TASK TO CARRY OUT> The word "pixels" may appear in lines of the data below. Say how many lines hold it, giving only the number.

#### DATA EXTRACT ####

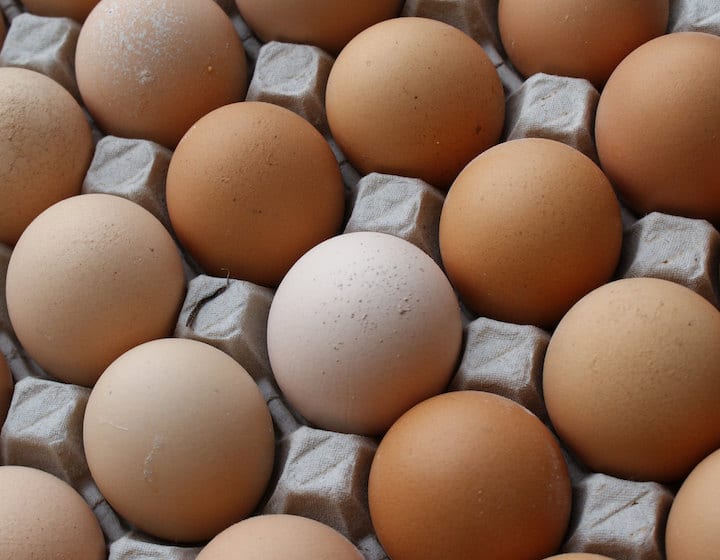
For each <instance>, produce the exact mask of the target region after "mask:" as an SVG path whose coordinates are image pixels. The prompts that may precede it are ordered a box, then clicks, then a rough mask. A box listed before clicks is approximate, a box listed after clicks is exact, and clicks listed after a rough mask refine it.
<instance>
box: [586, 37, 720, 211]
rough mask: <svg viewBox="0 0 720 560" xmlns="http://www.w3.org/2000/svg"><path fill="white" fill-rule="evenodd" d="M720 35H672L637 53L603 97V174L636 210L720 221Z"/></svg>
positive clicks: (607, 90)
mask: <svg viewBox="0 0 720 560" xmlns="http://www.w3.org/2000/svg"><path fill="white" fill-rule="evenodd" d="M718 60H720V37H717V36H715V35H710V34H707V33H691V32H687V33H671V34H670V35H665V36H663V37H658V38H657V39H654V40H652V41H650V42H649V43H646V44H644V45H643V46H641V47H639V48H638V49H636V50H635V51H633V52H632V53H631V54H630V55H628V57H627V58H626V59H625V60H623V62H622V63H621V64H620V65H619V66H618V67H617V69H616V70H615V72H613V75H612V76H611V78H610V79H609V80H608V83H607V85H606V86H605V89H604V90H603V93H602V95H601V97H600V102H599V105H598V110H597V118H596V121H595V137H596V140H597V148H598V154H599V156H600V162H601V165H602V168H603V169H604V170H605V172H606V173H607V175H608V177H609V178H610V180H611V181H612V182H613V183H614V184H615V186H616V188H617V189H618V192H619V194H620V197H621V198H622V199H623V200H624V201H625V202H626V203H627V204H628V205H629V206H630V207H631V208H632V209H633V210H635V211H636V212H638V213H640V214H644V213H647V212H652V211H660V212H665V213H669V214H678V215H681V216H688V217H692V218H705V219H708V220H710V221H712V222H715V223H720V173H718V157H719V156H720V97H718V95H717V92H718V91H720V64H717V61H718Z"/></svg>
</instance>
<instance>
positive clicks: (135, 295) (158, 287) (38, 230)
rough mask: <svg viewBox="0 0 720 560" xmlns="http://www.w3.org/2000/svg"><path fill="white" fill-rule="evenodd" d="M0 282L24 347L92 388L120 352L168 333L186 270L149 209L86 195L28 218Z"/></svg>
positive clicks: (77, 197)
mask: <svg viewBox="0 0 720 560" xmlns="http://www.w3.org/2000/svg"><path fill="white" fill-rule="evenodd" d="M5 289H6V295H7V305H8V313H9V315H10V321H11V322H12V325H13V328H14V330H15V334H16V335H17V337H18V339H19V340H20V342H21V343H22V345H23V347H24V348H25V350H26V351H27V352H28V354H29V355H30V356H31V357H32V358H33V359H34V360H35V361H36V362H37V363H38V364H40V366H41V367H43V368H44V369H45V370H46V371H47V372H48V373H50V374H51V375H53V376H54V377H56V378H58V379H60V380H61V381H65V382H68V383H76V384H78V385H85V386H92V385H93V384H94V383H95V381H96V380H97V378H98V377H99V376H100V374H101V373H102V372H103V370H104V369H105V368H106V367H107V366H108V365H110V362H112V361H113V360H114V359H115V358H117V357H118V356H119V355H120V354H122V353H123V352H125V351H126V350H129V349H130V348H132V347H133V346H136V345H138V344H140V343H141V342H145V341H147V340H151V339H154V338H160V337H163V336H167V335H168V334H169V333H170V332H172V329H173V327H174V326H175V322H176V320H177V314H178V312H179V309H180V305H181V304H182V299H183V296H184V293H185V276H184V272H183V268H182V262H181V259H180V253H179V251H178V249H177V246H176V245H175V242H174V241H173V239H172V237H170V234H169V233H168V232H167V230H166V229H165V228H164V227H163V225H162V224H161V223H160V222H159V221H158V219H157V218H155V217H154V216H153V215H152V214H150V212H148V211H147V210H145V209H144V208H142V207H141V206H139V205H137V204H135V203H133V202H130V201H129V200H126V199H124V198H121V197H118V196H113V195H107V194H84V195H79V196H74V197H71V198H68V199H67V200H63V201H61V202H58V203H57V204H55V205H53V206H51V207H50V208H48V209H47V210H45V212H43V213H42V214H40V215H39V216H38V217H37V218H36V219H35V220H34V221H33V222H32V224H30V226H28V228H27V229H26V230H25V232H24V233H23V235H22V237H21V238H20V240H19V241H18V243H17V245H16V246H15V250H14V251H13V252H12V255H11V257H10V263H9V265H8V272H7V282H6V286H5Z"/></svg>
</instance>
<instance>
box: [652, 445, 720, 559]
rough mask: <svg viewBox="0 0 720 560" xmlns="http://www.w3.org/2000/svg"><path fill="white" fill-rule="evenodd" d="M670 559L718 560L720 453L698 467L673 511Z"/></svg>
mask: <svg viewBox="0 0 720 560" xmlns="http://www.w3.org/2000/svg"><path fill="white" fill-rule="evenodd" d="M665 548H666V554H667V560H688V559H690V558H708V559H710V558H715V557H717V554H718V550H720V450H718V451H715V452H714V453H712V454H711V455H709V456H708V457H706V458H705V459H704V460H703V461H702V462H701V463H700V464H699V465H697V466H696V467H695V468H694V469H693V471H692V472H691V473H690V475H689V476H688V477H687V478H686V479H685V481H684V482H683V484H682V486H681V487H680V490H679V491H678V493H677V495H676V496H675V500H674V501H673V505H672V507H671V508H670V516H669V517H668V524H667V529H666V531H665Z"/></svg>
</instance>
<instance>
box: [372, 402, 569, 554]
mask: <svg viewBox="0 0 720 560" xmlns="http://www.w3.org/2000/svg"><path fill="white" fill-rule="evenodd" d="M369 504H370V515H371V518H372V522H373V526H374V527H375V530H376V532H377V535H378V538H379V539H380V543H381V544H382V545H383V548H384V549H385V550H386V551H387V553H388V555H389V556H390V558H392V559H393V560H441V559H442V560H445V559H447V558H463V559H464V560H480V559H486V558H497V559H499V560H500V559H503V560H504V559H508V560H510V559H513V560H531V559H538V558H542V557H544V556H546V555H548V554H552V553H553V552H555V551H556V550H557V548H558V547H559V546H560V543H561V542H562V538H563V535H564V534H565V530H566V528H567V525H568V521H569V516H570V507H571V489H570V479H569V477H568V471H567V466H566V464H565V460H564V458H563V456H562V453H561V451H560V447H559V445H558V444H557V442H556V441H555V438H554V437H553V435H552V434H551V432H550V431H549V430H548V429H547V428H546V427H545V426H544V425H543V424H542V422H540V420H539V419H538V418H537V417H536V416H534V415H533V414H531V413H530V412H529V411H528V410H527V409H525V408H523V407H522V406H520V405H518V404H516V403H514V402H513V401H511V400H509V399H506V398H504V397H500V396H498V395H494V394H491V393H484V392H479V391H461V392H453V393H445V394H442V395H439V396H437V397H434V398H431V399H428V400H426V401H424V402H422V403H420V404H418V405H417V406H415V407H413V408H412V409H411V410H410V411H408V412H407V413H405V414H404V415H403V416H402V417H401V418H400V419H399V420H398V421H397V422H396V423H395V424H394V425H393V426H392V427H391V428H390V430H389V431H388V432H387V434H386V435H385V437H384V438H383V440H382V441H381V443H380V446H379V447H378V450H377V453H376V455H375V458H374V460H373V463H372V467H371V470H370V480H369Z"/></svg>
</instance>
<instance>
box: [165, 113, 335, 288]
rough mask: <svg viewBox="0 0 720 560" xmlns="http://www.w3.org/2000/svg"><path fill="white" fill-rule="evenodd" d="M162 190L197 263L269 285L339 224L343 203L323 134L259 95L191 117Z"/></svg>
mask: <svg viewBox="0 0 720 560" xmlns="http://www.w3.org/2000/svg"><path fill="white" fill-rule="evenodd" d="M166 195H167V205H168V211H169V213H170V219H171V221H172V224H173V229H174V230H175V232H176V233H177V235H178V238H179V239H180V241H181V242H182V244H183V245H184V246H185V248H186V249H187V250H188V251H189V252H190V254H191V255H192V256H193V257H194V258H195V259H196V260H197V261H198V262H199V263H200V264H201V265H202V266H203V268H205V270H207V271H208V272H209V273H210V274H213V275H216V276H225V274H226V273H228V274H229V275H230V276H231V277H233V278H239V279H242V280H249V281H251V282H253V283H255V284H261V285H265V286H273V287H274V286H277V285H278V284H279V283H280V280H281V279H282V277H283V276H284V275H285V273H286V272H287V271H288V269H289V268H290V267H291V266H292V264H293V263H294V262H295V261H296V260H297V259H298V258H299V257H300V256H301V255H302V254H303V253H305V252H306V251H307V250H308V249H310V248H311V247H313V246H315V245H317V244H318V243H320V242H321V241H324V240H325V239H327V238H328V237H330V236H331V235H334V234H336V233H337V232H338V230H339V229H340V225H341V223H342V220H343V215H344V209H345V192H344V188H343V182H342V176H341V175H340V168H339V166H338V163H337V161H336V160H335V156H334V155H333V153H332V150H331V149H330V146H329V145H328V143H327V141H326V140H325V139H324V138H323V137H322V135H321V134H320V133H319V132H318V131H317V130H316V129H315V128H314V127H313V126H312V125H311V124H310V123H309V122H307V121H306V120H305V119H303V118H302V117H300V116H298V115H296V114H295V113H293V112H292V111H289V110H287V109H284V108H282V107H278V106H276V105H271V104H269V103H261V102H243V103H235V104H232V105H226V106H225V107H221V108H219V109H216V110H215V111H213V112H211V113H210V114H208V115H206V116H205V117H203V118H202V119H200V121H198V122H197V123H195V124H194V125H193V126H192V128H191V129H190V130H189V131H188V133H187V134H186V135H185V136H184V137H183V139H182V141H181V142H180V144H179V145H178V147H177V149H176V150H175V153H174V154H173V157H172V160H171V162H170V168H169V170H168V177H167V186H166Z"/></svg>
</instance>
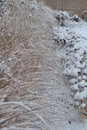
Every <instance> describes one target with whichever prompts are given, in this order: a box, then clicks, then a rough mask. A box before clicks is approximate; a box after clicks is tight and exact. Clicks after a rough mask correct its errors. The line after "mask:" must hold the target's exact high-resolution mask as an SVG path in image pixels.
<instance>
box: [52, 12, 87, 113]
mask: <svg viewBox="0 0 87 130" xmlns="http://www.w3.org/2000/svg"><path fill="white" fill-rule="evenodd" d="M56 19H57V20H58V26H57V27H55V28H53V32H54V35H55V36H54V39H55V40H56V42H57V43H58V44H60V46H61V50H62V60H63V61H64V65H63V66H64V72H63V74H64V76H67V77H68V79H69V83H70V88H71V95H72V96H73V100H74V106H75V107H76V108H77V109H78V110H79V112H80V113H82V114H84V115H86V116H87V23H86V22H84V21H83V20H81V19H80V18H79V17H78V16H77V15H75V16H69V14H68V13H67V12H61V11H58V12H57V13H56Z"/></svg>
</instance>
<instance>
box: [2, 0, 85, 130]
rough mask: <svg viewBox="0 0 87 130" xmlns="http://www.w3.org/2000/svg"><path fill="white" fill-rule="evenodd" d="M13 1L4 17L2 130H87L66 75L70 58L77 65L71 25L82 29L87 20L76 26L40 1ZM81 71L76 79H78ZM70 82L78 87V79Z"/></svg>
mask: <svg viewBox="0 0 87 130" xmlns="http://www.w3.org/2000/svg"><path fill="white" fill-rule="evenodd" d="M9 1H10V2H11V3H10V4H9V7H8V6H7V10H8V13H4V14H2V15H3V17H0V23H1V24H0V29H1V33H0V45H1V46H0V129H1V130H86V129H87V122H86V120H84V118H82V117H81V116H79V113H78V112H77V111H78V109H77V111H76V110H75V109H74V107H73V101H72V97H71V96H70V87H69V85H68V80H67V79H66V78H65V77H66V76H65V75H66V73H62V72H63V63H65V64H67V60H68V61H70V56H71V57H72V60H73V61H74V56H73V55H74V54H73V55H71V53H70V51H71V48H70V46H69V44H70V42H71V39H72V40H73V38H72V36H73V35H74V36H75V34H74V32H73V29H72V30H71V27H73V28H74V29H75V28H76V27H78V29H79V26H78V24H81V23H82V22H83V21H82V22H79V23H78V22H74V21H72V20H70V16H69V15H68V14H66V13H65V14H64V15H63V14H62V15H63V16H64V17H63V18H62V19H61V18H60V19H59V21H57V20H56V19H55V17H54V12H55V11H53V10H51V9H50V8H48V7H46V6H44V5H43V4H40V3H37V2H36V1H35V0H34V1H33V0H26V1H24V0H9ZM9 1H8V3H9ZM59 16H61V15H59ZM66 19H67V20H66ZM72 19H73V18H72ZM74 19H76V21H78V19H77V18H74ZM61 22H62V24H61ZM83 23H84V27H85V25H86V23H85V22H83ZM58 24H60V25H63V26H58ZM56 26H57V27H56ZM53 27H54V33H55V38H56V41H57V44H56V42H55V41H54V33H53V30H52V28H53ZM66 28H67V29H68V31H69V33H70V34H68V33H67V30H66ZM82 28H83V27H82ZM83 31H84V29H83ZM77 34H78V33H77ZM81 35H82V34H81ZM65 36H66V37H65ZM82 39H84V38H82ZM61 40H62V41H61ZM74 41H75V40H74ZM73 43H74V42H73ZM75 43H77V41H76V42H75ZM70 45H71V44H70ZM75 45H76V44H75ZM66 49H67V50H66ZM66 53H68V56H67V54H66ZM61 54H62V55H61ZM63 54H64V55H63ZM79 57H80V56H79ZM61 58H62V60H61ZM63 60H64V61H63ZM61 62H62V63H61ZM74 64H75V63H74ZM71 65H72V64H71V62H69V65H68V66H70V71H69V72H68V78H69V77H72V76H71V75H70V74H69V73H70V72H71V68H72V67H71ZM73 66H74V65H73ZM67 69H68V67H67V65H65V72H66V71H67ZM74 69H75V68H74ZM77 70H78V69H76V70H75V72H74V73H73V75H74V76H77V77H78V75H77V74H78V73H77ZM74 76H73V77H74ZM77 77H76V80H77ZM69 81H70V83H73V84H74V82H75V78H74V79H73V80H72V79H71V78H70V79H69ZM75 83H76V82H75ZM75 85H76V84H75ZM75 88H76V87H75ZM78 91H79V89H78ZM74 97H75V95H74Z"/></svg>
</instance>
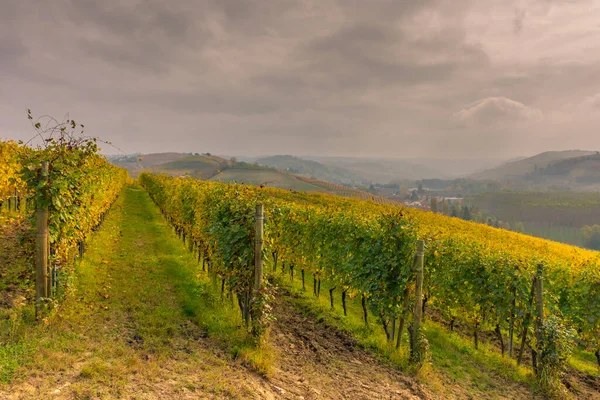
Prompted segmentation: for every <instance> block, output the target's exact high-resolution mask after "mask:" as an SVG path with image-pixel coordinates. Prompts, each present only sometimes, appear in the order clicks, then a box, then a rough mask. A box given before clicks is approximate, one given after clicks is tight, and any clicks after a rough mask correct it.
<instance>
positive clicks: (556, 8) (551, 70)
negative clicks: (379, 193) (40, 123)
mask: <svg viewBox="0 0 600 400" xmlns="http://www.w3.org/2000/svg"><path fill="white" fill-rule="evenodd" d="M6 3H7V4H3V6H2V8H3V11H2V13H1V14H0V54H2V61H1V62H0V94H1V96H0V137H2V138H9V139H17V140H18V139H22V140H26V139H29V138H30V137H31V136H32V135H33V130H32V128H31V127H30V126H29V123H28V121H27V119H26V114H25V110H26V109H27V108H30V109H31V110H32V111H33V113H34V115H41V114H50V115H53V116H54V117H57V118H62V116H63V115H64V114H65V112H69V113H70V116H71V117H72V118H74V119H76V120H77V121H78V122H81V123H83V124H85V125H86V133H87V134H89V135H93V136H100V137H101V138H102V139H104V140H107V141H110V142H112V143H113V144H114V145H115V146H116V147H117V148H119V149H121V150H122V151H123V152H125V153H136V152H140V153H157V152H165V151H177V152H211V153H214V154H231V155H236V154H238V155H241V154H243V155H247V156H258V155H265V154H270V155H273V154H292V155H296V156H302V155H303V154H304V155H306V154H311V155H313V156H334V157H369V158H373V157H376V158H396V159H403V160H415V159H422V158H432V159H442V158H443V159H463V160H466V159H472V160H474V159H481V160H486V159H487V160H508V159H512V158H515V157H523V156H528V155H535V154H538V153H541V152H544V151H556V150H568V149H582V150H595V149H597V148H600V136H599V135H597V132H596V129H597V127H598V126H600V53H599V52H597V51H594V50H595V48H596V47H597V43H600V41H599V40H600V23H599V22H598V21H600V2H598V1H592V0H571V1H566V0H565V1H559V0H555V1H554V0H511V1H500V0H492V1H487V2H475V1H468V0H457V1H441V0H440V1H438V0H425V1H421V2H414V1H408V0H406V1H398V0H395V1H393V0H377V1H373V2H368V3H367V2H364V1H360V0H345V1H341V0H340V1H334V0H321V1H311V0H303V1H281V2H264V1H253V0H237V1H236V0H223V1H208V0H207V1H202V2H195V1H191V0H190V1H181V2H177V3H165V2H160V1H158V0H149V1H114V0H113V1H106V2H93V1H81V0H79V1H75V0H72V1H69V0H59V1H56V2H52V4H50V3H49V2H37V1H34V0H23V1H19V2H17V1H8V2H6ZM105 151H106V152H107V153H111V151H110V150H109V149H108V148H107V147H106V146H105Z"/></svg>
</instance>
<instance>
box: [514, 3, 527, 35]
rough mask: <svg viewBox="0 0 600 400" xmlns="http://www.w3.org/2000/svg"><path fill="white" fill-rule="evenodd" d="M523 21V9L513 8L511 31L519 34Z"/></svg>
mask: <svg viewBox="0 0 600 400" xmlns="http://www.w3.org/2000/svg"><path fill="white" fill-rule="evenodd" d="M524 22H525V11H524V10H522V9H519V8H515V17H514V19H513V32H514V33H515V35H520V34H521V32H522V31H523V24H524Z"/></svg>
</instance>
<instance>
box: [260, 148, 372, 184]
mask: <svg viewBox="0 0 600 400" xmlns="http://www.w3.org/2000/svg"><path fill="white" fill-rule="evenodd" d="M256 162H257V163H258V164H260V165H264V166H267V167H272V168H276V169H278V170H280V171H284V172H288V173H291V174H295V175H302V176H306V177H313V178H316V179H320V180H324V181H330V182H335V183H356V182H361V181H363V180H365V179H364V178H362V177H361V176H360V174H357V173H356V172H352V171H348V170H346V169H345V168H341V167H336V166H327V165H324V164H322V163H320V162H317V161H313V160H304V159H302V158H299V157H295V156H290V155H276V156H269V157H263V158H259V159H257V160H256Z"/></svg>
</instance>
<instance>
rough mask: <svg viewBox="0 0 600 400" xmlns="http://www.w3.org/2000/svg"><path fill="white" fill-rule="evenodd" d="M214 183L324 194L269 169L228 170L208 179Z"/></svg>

####

RESULT FOR THIS EXERCISE> 2